> _Aim_
Copy exactly the last part of the entries, starting from the line with "Where can the skirting" and including the final line.

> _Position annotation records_
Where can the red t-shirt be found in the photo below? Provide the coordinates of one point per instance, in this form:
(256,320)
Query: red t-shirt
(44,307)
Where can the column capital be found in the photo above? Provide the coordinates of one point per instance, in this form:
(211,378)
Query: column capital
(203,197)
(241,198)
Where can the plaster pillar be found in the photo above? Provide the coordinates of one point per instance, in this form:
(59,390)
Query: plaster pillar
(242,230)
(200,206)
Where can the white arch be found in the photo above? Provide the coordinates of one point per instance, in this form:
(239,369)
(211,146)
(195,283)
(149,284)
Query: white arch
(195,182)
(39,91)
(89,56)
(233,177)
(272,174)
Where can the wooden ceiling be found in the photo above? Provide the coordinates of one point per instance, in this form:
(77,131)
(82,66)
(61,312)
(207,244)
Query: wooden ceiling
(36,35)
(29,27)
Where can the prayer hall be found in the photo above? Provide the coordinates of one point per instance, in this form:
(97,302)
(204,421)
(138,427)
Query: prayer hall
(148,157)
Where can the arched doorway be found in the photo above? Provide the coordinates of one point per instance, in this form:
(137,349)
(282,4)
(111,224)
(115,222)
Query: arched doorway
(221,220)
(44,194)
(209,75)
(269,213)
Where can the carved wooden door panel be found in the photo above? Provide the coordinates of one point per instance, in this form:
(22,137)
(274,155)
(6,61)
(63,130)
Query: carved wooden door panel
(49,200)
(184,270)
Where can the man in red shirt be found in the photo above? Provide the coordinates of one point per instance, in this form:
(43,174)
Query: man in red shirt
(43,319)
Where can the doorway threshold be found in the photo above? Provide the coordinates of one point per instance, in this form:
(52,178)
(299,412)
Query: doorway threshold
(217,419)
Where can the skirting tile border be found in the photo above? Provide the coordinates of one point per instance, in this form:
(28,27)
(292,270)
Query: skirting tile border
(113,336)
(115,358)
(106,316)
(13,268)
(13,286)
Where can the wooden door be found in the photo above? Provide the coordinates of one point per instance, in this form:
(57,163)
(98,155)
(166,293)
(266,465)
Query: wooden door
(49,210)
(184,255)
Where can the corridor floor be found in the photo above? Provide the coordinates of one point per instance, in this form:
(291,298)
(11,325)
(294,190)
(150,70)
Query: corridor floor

> _Reply to the task_
Where can the skirting tile border be found in the photo above? Provide the coordinates of one point per instance, in this form:
(28,27)
(292,270)
Query: skirting tile border
(113,336)
(115,358)
(106,316)
(13,268)
(13,286)
Where can the wooden door be found in the photo above? Provide the coordinates of one point per instance, in this form:
(57,163)
(98,155)
(166,293)
(266,465)
Query: wooden door
(49,210)
(184,255)
Where can the corridor floor be found in the photo above? Provide the coordinates of one point per instance, in this form:
(291,298)
(11,325)
(294,190)
(150,70)
Query: corridor floor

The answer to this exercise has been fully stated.